PROBLEM 1:
Can you repeat the Ocean Pavilion passage word for word?

— BEGIN GIVEN PASSAGE —

Venue in “Blue Zone” an acknowledgment of rising profile of the ocean in international climate negotiations and possible solutions to climate crisis

Published on October 08, 2022

A group of the world’s leading ocean science and philanthropic organizations, led by the Woods Hole Oceanographic Institution (WHOI) and Scripps Institution of Oceanography at the University of California San Diego, have come together to highlight the global ocean at the upcoming 27th Conference of the Parties (COP27) in Sharm el-Sheikh, Egypt.

The Ocean Pavilion in the conference’s official meeting area will highlight the crucial importance of the ocean to Earth’s climate and to efforts to mitigate the effects of climate change in the safest, most effective ways science can offer. It will also be the first time the ocean has been the singular focus of a pavilion inside the central “Blue Zone” at any COP and the first time a pavilion has been organized principally by a group of research institutions.

— END GIVEN PASSAGE —
— BEGIN MATERIAL PROVIDED —

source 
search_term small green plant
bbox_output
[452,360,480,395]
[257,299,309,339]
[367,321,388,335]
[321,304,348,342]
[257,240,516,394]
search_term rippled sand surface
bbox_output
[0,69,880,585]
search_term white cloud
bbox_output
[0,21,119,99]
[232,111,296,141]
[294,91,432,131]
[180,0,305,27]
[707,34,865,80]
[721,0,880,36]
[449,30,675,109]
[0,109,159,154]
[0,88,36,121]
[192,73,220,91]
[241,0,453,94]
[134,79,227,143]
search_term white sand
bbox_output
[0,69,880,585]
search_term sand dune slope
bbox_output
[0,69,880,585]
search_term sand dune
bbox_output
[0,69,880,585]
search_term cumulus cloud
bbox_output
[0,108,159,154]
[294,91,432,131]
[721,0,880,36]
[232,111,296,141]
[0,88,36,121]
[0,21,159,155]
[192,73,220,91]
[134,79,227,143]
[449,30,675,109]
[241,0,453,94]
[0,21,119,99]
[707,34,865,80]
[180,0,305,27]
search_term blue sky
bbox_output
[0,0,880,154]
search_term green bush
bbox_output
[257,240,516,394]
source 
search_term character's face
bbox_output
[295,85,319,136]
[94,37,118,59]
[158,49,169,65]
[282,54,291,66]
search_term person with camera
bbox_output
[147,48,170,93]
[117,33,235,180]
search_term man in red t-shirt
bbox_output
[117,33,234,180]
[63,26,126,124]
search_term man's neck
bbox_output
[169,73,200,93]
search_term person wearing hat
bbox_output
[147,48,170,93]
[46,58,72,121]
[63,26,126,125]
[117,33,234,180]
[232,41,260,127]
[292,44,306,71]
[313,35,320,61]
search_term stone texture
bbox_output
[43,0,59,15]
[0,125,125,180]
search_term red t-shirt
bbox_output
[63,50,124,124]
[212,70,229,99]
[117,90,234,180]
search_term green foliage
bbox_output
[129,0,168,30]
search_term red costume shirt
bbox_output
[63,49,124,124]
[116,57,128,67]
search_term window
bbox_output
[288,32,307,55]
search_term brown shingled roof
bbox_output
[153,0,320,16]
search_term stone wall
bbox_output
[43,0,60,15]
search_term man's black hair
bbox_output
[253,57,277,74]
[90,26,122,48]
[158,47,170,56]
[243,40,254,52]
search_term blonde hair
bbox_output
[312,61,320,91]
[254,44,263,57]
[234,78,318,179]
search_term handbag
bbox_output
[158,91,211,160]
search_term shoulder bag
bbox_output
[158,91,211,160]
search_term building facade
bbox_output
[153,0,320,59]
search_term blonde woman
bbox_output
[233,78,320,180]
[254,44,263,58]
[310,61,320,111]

— END MATERIAL PROVIDED —

PROBLEM 2:
Could you duplicate the rows, from the first row up to and including the line containing "[234,78,318,179]"?

RIGHT ANSWER 1:
Venue in “Blue Zone” an acknowledgment of rising profile of the ocean in international climate negotiations and possible solutions to climate crisis

Published on October 08, 2022

A group of the world’s leading ocean science and philanthropic organizations, led by the Woods Hole Oceanographic Institution (WHOI) and Scripps Institution of Oceanography at the University of California San Diego, have come together to highlight the global ocean at the upcoming 27th Conference of the Parties (COP27) in Sharm el-Sheikh, Egypt.

The Ocean Pavilion in the conference’s official meeting area will highlight the crucial importance of the ocean to Earth’s climate and to efforts to mitigate the effects of climate change in the safest, most effective ways science can offer. It will also be the first time the ocean has been the singular focus of a pavilion inside the central “Blue Zone” at any COP and the first time a pavilion has been organized principally by a group of research institutions.

RIGHT ANSWER 2:
source 
search_term small green plant
bbox_output
[452,360,480,395]
[257,299,309,339]
[367,321,388,335]
[321,304,348,342]
[257,240,516,394]
search_term rippled sand surface
bbox_output
[0,69,880,585]
search_term white cloud
bbox_output
[0,21,119,99]
[232,111,296,141]
[294,91,432,131]
[180,0,305,27]
[707,34,865,80]
[721,0,880,36]
[449,30,675,109]
[0,109,159,154]
[0,88,36,121]
[192,73,220,91]
[241,0,453,94]
[134,79,227,143]
search_term white sand
bbox_output
[0,69,880,585]
search_term sand dune slope
bbox_output
[0,69,880,585]
search_term sand dune
bbox_output
[0,69,880,585]
search_term cumulus cloud
bbox_output
[0,108,159,154]
[294,91,432,131]
[721,0,880,36]
[232,111,296,141]
[0,88,36,121]
[0,21,159,155]
[192,73,220,91]
[134,79,227,143]
[449,30,675,109]
[241,0,453,94]
[0,21,119,99]
[707,34,865,80]
[180,0,305,27]
search_term blue sky
bbox_output
[0,0,880,154]
search_term green bush
bbox_output
[257,240,516,394]
source 
search_term character's face
bbox_output
[295,85,319,136]
[94,37,118,59]
[158,49,169,65]
[282,54,291,66]
search_term person with camera
bbox_output
[147,48,170,93]
[117,33,235,180]
search_term man in red t-shirt
bbox_output
[117,33,234,180]
[63,26,126,124]
search_term man's neck
bbox_output
[169,73,200,93]
search_term person wearing hat
bbox_output
[147,48,170,93]
[46,58,72,121]
[63,26,126,125]
[117,33,234,180]
[232,41,260,127]
[292,44,306,71]
[313,35,320,61]
search_term stone texture
bbox_output
[43,0,59,15]
[0,125,125,180]
search_term red t-shirt
bbox_output
[63,50,124,124]
[212,70,229,99]
[117,90,234,180]
search_term green foliage
bbox_output
[129,0,168,30]
search_term red costume shirt
bbox_output
[63,49,124,124]
[116,57,128,67]
search_term window
bbox_output
[288,32,307,55]
search_term brown shingled roof
bbox_output
[153,0,320,16]
search_term stone wall
bbox_output
[43,0,60,15]
search_term man's black hair
bbox_output
[253,57,277,74]
[90,26,122,48]
[158,47,170,56]
[243,40,254,52]
search_term blonde hair
bbox_output
[312,61,320,91]
[254,44,263,57]
[234,78,318,179]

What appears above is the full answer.